Tuesday, 18 May 2010

Little China Doll…

This is often what springs to mind when I look at Esther, particularly in comparison to her littermates, she’s such a finely built and, to be honest, scrawny little dog but she runs and plays with the big dogs and is one tough little cookie, or so I thought. Truth be told the big dogs, particularly Spark and Ethan, pretend to play rough with her but are actually very gentle. The fragility of these little breeds in comparison to the collies became brutally apparent on Weds night when, while running around my bedroom like an idiot before bedtime, she dived across the bed and fell off the edge and screamed her little head off! Now, I’ll admit, I wasn’t terribly sympathetic at first; these terriers can be rather prone to dramatics so I thought she was over-reacting as she hopped around on 3 legs refusing to put her left hind on the floor. I had a quick look and the pain seemed to be coming from the top of her leg/hip…I really wasn’t sure what she’d done…a knock or sprain but she was obviously unhappy…it was late at night so I gave her a double dose of metacam and put her to bed to see how she was in the morning. Come morning she was still holding the leg and very quiet so we went straight down to the vets; after a quick examination it was concluded she’d probably broken her femur (thigh bone) and needed x-rays (cue a very guilty feeling me!). I left her in and went to work and rang after lunch to be told she had indeed broken the femur which was going to require pinning. Poor little girl :o(

x-ray…


The vets said they could do it but suggested she might be better going to an orthopeadic specialist so I immediately called Tom who runs with the Dolphins flyball team and specializes in this kind of surgery at Nantwhich Veterinary Group in Cheshire, he agreed to see her straight away so I took the afternoon off, went and picked her up from the vets and drove down to Cheshire and left her in Tom’s capable hands; we talked through the options and decided on internal surgery rather than the external fixators so she’s had the bone pinned through the centre and plated. This has left for a very neat wound that has been stitched internally so nothing to come out and nothing for her to chew at but this surgery is obviously very invasive, involving a lot of muscle and tissue so she’s still very sore and feeling very sorry for herself.
++++
- [Exercise details]: Please extend the post about Esther's broken femur, picking up right after its last sentence.
++++
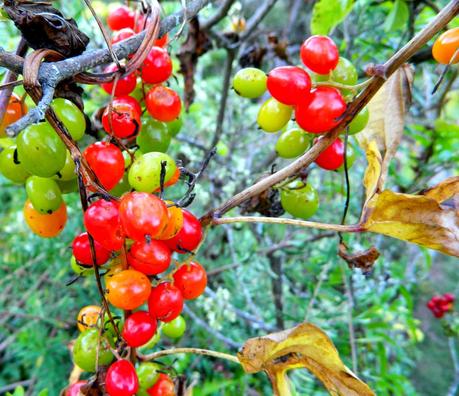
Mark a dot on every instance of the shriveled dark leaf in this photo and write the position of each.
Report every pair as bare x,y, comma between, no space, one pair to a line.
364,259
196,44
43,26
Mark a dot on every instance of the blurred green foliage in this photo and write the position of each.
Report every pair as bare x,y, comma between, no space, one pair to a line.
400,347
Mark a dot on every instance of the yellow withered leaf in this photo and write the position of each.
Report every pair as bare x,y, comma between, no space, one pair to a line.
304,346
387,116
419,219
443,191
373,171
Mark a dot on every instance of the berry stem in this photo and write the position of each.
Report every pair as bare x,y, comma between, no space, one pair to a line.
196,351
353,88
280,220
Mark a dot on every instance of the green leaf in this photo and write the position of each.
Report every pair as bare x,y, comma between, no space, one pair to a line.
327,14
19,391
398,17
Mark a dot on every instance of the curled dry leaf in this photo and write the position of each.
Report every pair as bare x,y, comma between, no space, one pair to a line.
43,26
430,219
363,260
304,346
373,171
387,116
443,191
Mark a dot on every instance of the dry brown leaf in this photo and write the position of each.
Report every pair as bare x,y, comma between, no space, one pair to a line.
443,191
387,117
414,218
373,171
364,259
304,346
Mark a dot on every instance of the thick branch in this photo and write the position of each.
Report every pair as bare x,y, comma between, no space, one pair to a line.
++++
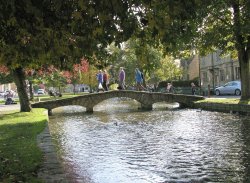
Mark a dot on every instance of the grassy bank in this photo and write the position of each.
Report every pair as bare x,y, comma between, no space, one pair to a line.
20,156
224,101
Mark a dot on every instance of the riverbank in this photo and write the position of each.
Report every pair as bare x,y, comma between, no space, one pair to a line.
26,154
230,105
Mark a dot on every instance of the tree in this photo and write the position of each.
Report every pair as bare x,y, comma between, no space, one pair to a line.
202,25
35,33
++++
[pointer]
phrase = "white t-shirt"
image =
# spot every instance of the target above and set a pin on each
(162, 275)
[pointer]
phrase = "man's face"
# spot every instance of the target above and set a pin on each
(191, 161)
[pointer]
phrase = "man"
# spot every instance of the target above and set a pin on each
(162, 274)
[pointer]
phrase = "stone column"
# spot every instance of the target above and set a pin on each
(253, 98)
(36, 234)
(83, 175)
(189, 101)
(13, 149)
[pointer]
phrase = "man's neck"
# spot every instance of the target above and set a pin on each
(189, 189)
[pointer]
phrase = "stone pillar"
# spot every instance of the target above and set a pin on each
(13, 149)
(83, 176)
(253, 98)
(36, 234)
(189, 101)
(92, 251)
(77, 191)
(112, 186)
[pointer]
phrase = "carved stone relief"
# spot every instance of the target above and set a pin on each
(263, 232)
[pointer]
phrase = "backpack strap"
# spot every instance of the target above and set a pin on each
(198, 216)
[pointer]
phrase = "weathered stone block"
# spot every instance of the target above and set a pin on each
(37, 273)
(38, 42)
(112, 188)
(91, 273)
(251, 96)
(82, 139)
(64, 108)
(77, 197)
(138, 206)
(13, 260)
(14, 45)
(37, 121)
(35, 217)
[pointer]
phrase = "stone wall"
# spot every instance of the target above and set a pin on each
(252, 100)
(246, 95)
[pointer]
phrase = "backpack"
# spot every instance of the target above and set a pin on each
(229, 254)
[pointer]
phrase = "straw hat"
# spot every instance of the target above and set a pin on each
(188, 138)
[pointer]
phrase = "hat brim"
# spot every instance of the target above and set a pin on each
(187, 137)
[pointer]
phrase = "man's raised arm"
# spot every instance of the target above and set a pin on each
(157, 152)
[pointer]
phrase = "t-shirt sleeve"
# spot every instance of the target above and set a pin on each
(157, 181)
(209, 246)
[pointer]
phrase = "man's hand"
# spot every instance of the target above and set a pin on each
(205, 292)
++++
- [Output of the task]:
For the moment she's quite happy being left in her crate sleeping, she has 2 weeks of complete crate rest before she's allowed out for short lead walks, she should be having follow up x-rays in a months time to make sure it's healed and then hopefully, fingers crossed, she'll be good as new.

2 comments:

Kerena and Jordan and The Cocker Circus said...

Oh I am so sorry to hear that. Bless her. How awful for you all. Don't tell me what dogs do to each other and themselves playing and how we blame ourselves afterwards.

Emder said...

Oh, poor little mite! I hope she gets better soon, and doesn't drive you too nuts in the process!